## PROVIDED INFORMATION
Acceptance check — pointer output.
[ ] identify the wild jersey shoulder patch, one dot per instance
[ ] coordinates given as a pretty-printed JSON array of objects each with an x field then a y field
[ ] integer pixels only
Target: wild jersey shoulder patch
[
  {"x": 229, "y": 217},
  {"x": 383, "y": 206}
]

## EXERCISE OBJECTIVE
Rewrite every line of the entries above as a Markdown table with the columns Row and Line, leaving out any blank lines.

## FINISHED EXERCISE
| Row | Line |
|---|---|
| 1 | Acceptance check — pointer output. |
| 2 | [ ] identify the wild jersey shoulder patch, one dot per instance |
| 3 | [ ] coordinates given as a pretty-printed JSON array of objects each with an x field then a y field |
| 4 | [ ] integer pixels only |
| 5 | Target: wild jersey shoulder patch |
| 6 | [ |
| 7 |   {"x": 229, "y": 217}, |
| 8 |   {"x": 383, "y": 206} |
| 9 | ] |